Goal of the exercise —
Can you pull out every line in the records below that contains the word "rock"?

* START Supplied records *

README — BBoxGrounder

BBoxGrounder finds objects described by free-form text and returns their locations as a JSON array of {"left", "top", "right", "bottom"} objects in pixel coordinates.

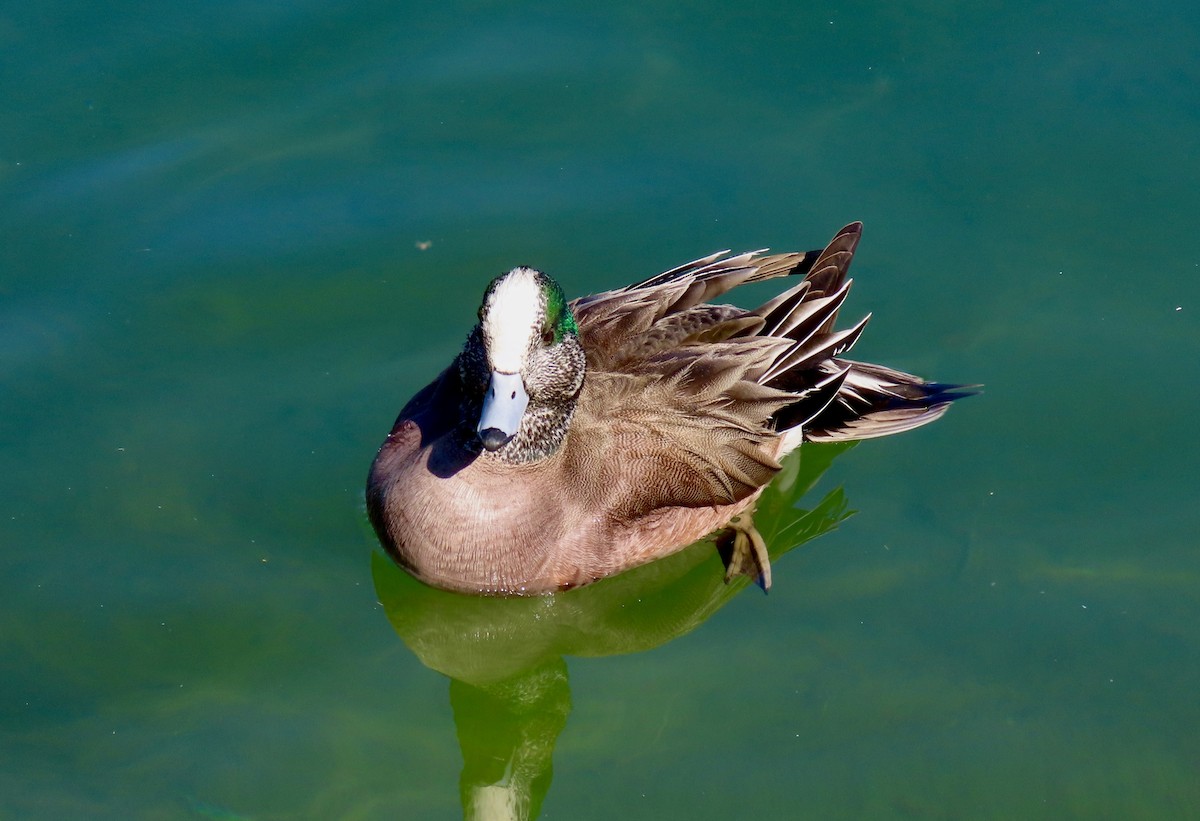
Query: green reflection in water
[{"left": 371, "top": 443, "right": 853, "bottom": 819}]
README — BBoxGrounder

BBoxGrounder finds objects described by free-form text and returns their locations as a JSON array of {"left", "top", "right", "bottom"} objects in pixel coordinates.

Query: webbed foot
[{"left": 716, "top": 507, "right": 770, "bottom": 593}]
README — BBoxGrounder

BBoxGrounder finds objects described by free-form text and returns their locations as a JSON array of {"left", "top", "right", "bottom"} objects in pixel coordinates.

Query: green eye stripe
[{"left": 541, "top": 277, "right": 580, "bottom": 342}]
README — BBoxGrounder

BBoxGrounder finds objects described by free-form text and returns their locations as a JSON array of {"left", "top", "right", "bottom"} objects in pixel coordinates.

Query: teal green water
[{"left": 0, "top": 0, "right": 1200, "bottom": 820}]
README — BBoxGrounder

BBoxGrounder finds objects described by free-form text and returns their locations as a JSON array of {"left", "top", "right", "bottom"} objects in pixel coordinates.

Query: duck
[{"left": 366, "top": 222, "right": 972, "bottom": 595}]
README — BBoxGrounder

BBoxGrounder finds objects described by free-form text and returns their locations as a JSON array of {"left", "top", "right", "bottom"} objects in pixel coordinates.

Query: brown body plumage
[{"left": 367, "top": 223, "right": 962, "bottom": 593}]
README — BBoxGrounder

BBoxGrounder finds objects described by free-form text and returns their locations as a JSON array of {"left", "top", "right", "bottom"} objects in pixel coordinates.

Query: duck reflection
[{"left": 371, "top": 443, "right": 853, "bottom": 820}]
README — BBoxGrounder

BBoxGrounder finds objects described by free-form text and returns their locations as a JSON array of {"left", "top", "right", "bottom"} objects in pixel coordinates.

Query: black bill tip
[{"left": 479, "top": 427, "right": 512, "bottom": 451}]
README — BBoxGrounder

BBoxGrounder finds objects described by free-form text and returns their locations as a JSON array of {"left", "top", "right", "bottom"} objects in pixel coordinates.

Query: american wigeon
[{"left": 366, "top": 223, "right": 965, "bottom": 594}]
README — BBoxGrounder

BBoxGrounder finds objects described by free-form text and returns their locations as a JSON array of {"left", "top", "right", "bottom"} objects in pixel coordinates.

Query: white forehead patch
[{"left": 484, "top": 268, "right": 541, "bottom": 373}]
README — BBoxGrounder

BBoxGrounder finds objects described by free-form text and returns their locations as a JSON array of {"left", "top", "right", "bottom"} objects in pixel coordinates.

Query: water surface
[{"left": 0, "top": 1, "right": 1200, "bottom": 819}]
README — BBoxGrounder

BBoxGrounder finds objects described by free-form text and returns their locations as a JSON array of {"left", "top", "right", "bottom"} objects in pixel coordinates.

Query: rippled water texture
[{"left": 0, "top": 0, "right": 1200, "bottom": 820}]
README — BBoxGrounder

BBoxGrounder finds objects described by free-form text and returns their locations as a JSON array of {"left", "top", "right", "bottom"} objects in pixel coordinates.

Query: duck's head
[{"left": 458, "top": 268, "right": 586, "bottom": 462}]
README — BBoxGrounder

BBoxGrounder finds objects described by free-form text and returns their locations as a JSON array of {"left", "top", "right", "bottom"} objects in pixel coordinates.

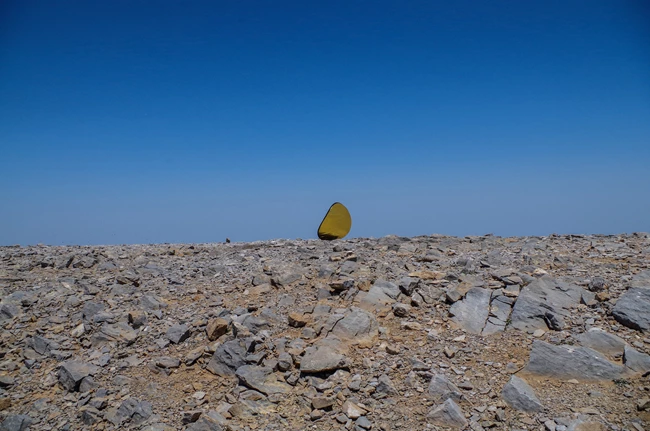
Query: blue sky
[{"left": 0, "top": 0, "right": 650, "bottom": 245}]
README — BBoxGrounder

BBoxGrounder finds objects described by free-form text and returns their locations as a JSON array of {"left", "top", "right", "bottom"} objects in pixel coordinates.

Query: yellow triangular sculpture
[{"left": 318, "top": 202, "right": 352, "bottom": 241}]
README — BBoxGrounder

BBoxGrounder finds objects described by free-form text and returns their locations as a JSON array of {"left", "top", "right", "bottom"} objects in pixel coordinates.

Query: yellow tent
[{"left": 318, "top": 202, "right": 352, "bottom": 240}]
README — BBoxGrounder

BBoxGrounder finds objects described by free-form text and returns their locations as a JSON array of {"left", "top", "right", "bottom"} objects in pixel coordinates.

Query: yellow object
[{"left": 318, "top": 202, "right": 352, "bottom": 240}]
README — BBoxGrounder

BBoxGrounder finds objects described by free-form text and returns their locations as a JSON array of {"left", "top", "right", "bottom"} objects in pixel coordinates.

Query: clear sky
[{"left": 0, "top": 0, "right": 650, "bottom": 245}]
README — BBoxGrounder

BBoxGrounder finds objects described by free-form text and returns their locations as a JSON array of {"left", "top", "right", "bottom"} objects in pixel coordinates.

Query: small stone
[
  {"left": 596, "top": 292, "right": 610, "bottom": 302},
  {"left": 182, "top": 410, "right": 202, "bottom": 425},
  {"left": 59, "top": 361, "right": 99, "bottom": 392},
  {"left": 0, "top": 398, "right": 11, "bottom": 412},
  {"left": 341, "top": 400, "right": 366, "bottom": 420},
  {"left": 0, "top": 376, "right": 15, "bottom": 388},
  {"left": 501, "top": 375, "right": 543, "bottom": 413},
  {"left": 70, "top": 323, "right": 86, "bottom": 338},
  {"left": 427, "top": 399, "right": 467, "bottom": 428},
  {"left": 354, "top": 416, "right": 372, "bottom": 430},
  {"left": 165, "top": 324, "right": 190, "bottom": 344},
  {"left": 311, "top": 397, "right": 336, "bottom": 410},
  {"left": 588, "top": 277, "right": 605, "bottom": 292},
  {"left": 393, "top": 303, "right": 411, "bottom": 317},
  {"left": 0, "top": 415, "right": 33, "bottom": 431},
  {"left": 386, "top": 344, "right": 400, "bottom": 355},
  {"left": 277, "top": 352, "right": 293, "bottom": 371},
  {"left": 205, "top": 317, "right": 228, "bottom": 341},
  {"left": 156, "top": 356, "right": 181, "bottom": 368},
  {"left": 636, "top": 398, "right": 650, "bottom": 412},
  {"left": 128, "top": 310, "right": 147, "bottom": 329},
  {"left": 288, "top": 312, "right": 310, "bottom": 328},
  {"left": 544, "top": 420, "right": 557, "bottom": 431},
  {"left": 445, "top": 346, "right": 456, "bottom": 359},
  {"left": 309, "top": 410, "right": 325, "bottom": 421}
]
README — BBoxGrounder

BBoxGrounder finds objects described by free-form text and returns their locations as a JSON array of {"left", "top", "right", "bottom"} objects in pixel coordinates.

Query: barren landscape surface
[{"left": 0, "top": 233, "right": 650, "bottom": 431}]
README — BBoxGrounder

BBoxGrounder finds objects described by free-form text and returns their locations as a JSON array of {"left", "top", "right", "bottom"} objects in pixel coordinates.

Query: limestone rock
[
  {"left": 612, "top": 287, "right": 650, "bottom": 331},
  {"left": 427, "top": 399, "right": 467, "bottom": 428},
  {"left": 525, "top": 340, "right": 626, "bottom": 381},
  {"left": 501, "top": 375, "right": 544, "bottom": 413}
]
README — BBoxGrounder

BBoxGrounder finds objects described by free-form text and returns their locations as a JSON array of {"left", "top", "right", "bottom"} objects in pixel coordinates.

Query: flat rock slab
[
  {"left": 501, "top": 375, "right": 544, "bottom": 413},
  {"left": 449, "top": 287, "right": 492, "bottom": 334},
  {"left": 623, "top": 346, "right": 650, "bottom": 373},
  {"left": 428, "top": 374, "right": 463, "bottom": 402},
  {"left": 206, "top": 340, "right": 246, "bottom": 377},
  {"left": 358, "top": 280, "right": 400, "bottom": 311},
  {"left": 165, "top": 324, "right": 190, "bottom": 344},
  {"left": 330, "top": 307, "right": 379, "bottom": 344},
  {"left": 427, "top": 399, "right": 467, "bottom": 428},
  {"left": 236, "top": 365, "right": 291, "bottom": 395},
  {"left": 630, "top": 270, "right": 650, "bottom": 289},
  {"left": 510, "top": 277, "right": 585, "bottom": 332},
  {"left": 0, "top": 415, "right": 33, "bottom": 431},
  {"left": 300, "top": 346, "right": 347, "bottom": 373},
  {"left": 577, "top": 328, "right": 626, "bottom": 358},
  {"left": 612, "top": 287, "right": 650, "bottom": 331},
  {"left": 59, "top": 361, "right": 100, "bottom": 391},
  {"left": 524, "top": 340, "right": 628, "bottom": 382}
]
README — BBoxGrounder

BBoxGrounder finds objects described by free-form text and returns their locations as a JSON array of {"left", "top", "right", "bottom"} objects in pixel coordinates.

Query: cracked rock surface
[{"left": 0, "top": 233, "right": 650, "bottom": 431}]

* END Supplied records *

The response —
Query: limestone rock
Query: flat rock slab
Query: cracked rock surface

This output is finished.